▸ Document section

+ + + + +

I don't wanna argue semantics.  That said, what we're getting in Java 8 isn't 
true closures.  The important distinction is that we don't get full execution 
flow control.  All we get is, as you said, syntactic niceties.  Now, the 
syntactic niceties are, of course, nice.  And I'm not a language zealot and 
therefore will not jump off a cliff because Java doesn't have "true" 
closures.  But in the real sense of the word, it doesn't.
 Alexey




________________________________
From: Cédric Beust ♔ <[email protected]>
To: [email protected]
Sent: Monday, September 12, 2011 4:05 PM
Subject: Re: [The Java Posse] Re: Java Has Always Had Closures


On Mon, Sep 12, 2011 at 12:55 PM, Ben Schulz <[email protected]> wrote:

On 12 Sep., 21:32, clay <[email protected]> wrote:
>> A closure is when you define a function that "closes" over the local
>> environment from which the new function is defined and can access
>> local variables of that defining scope.
>Not just local variables, anything denotable from the enclosing scope,
>such as the method equals(Object), which happens to have a different
>meaning inside the "closure" than outside. This is a contradiction of
>your very definition ("a closure is a function which closes over the
>[lexically enclosing] environment") and thus disproves your
>hypothesis.

+ + + + +

▸ Given entries

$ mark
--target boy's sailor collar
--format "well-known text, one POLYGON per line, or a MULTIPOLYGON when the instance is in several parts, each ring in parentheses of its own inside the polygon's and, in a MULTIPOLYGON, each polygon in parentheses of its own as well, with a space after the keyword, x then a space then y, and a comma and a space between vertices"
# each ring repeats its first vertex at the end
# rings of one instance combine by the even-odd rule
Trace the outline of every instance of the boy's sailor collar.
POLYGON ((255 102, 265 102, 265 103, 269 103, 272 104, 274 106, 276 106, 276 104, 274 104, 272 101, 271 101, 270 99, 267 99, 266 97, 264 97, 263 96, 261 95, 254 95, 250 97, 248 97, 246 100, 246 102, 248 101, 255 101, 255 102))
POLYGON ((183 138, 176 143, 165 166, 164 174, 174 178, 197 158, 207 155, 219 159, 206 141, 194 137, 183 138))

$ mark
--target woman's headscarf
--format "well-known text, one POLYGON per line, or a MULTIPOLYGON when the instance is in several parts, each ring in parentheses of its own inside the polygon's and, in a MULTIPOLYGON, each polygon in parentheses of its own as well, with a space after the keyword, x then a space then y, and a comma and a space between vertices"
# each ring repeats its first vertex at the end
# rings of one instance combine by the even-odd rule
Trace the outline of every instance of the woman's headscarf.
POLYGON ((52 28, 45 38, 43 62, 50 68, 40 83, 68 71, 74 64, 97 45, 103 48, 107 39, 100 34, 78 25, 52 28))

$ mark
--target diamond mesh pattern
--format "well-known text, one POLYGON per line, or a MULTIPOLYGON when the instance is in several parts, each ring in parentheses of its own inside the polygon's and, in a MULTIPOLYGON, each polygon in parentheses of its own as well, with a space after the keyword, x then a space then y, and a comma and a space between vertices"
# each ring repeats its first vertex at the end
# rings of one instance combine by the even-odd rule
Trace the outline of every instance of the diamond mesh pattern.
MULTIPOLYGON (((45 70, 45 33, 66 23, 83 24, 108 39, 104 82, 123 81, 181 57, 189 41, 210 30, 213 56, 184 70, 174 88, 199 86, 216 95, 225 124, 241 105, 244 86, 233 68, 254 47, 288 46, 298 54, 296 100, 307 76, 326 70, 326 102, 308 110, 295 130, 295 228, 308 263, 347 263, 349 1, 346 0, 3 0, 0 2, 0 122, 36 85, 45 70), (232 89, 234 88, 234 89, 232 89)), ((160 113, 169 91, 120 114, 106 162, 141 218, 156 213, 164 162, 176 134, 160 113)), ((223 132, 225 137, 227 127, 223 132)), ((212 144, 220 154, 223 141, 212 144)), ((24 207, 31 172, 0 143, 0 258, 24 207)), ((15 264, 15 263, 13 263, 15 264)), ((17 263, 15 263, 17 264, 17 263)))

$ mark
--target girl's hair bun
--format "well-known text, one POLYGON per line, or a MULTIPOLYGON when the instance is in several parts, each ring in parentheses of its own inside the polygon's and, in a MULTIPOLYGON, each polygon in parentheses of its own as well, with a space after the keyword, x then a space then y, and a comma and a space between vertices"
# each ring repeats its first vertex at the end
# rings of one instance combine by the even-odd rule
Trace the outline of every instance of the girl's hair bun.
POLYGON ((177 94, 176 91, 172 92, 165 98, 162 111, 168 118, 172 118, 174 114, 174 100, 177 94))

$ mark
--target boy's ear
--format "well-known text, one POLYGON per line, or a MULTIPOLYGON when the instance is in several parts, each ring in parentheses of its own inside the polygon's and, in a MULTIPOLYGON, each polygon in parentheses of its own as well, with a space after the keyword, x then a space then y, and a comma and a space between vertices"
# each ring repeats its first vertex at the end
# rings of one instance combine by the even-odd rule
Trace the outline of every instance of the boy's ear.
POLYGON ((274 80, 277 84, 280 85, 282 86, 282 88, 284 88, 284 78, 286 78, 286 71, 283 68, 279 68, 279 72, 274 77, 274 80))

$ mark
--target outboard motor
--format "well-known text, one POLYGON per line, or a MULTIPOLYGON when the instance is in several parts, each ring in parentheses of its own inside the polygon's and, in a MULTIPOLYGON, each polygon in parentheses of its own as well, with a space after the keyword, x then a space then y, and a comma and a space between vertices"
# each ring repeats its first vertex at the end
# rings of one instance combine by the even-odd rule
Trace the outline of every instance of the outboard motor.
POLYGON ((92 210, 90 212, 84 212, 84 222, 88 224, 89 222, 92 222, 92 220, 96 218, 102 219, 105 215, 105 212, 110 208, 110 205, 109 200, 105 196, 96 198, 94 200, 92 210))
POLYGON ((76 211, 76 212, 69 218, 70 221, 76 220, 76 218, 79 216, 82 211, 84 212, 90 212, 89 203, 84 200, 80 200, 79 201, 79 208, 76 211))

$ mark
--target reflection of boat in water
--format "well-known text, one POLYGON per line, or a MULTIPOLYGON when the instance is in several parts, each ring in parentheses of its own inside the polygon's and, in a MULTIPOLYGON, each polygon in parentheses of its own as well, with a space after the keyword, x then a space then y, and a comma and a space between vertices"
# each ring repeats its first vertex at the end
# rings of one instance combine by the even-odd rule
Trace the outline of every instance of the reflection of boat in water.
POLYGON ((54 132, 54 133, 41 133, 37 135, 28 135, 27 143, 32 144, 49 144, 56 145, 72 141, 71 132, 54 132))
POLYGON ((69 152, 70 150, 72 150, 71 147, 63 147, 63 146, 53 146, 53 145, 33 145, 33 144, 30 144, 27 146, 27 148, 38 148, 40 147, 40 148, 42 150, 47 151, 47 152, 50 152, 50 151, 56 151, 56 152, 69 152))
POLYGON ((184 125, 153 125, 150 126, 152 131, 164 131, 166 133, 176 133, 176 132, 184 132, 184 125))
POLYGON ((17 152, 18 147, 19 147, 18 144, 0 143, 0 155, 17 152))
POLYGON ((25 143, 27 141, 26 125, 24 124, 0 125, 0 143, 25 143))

+ + + + +

▸ Exercise brief
Write the next part of the email thread on whether Java has closures, starting right after its last sentence.

▸ Task response
>q.e.d.
>

Technically true but practically irrelevant.

Jave has indeed had closures since day one (e.g. Runnable, Callable, etc...). 
If you're not convinced, ask yourself the following question: is there any 
programming construct that you will be able to do in Java 8 with closure 
support that you can't do today with Runnable?

None.

The syntax will be nicer, but that's all Java 8 is adding in that area.

-- 
Cédric

-- 
You received this message because you are subscribed to the Google Groups "The 
Java Posse" group.
To post to this group, send email to [email protected].
To unsubscribe from this group, send email to 
[email protected].
For more options, visit this group at 
http://groups.google.com/group/javaposse?hl=en.

-- 
You received this message because you are subscribed to the Google Groups "The 
Java Posse" group.
To post to this group, send email to [email protected].
To unsubscribe from this group, send email to 
[email protected].
For more options, visit this group at 
http://groups.google.com/group/javaposse?hl=en.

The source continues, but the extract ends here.